**What you have to do:** Filter the data below, keeping only the lines that contain the word "spire". Copy each of those lines unchanged.

* Begin Provided data *

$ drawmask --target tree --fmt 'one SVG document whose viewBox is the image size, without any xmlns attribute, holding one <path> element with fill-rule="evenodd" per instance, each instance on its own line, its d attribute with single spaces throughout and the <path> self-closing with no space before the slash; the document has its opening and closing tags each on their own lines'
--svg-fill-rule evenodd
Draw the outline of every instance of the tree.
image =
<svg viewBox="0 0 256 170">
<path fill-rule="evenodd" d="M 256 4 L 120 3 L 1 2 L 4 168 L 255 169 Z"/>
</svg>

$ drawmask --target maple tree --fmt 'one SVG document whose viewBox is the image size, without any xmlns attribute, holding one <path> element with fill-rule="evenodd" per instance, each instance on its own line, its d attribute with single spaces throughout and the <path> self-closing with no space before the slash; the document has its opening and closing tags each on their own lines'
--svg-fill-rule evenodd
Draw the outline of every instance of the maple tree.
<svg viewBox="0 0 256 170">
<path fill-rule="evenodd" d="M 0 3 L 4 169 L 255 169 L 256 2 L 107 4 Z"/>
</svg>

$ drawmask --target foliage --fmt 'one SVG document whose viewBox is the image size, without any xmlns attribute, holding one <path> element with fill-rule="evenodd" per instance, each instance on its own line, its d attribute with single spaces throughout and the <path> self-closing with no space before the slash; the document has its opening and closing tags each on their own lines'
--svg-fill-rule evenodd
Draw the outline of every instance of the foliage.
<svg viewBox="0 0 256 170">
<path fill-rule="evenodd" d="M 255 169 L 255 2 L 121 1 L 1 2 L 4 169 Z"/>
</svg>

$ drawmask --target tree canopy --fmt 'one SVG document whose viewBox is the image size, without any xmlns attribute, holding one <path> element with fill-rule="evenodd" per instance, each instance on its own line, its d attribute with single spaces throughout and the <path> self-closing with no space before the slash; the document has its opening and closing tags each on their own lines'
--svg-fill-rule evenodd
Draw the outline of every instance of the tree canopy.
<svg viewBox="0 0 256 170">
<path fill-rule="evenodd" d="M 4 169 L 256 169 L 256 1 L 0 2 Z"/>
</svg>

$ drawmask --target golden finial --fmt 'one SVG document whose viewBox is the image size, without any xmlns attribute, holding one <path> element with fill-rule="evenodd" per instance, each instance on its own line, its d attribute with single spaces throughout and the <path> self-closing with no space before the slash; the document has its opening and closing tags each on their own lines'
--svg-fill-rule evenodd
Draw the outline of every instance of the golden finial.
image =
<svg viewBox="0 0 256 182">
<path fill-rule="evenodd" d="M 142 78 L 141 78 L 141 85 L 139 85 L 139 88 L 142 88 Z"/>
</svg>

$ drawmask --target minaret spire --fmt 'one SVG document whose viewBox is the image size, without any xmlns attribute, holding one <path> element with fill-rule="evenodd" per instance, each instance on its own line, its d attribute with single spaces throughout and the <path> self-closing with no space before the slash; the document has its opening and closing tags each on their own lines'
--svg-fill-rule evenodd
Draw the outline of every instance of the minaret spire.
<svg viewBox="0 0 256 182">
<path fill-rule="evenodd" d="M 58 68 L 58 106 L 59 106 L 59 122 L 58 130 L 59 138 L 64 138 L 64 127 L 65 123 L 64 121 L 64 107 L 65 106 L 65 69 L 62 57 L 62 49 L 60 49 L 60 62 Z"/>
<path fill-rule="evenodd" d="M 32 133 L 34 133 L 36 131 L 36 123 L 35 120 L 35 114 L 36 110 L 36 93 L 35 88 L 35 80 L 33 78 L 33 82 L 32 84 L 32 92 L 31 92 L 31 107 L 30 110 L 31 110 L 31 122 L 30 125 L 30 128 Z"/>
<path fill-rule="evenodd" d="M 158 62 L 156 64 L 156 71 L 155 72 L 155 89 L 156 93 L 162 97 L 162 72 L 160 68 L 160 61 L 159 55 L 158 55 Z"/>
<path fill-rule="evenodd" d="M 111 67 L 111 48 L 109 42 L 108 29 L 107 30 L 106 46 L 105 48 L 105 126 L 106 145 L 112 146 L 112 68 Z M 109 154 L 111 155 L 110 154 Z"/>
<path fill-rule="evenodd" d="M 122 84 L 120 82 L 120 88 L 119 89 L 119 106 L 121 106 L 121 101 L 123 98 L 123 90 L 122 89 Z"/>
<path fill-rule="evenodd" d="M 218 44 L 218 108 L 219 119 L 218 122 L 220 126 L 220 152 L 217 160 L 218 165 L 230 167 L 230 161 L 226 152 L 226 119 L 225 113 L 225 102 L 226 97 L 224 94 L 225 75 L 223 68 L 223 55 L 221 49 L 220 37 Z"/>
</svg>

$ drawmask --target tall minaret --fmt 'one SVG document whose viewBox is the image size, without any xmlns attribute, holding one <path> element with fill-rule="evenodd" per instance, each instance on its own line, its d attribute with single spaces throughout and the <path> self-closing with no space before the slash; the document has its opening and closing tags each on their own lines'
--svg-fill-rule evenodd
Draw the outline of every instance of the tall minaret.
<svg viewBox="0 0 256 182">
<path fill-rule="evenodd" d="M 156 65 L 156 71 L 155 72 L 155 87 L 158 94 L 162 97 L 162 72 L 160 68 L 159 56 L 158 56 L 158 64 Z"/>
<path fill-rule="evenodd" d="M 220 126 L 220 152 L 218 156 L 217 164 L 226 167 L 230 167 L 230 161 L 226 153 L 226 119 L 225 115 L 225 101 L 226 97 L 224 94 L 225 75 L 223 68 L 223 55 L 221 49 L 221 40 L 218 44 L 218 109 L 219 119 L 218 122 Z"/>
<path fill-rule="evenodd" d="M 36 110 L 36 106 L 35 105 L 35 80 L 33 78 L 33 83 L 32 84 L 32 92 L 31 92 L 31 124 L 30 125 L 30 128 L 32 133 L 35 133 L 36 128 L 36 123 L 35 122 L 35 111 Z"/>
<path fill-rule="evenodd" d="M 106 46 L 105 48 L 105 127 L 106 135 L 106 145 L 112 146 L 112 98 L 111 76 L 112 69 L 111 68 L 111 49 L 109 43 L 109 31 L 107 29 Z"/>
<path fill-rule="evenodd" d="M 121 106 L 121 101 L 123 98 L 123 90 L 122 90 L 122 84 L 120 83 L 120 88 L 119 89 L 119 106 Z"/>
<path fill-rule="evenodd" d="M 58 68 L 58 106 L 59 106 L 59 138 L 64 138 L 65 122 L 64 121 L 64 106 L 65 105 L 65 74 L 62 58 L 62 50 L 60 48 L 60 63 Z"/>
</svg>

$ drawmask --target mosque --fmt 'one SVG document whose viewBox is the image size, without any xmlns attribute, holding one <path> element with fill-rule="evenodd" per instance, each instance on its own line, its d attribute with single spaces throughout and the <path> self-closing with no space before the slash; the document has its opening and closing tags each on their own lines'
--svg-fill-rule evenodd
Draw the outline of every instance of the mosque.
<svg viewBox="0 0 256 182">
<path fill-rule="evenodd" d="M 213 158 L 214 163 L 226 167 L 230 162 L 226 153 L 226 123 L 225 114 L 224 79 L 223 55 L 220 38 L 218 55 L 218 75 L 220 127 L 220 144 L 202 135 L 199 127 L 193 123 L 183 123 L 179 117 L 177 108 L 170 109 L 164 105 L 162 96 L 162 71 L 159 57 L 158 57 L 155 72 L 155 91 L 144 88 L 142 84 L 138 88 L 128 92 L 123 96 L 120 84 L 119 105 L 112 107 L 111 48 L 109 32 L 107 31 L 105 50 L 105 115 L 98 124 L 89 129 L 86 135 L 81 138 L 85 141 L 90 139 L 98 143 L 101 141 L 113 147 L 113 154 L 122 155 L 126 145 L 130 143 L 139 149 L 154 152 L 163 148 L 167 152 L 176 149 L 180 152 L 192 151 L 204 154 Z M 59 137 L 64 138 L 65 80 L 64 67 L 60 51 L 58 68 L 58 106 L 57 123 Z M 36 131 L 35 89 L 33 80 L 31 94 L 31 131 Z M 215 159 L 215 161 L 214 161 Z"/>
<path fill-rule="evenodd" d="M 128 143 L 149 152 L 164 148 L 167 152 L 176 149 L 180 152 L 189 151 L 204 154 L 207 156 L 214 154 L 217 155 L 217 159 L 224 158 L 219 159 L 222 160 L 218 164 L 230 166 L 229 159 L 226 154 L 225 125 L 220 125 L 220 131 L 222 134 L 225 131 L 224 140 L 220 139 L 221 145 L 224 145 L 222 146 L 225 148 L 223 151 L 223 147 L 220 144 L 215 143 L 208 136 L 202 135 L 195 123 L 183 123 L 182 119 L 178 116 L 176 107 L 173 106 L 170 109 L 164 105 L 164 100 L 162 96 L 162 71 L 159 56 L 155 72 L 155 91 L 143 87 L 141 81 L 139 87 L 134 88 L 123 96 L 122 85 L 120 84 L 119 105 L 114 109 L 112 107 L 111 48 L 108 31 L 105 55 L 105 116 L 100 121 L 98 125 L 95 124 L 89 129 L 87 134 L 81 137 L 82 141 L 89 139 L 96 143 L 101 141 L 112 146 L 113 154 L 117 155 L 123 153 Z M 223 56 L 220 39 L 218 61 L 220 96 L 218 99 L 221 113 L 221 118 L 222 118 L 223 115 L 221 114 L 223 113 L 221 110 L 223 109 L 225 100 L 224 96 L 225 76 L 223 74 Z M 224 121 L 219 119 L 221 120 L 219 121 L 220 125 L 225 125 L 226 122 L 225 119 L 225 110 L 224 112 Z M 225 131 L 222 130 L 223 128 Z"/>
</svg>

* End Provided data *

**Task solution:**
$ drawmask --target minaret spire --fmt 'one SVG document whose viewBox is the image size, without any xmlns attribute, holding one <path> element with fill-rule="evenodd" per instance, each instance on its own line, its d attribute with single spaces throughout and the <path> self-closing with no space before the slash; the document has its opening and closing tags each on their own lines'
Draw the outline of every instance of the minaret spire.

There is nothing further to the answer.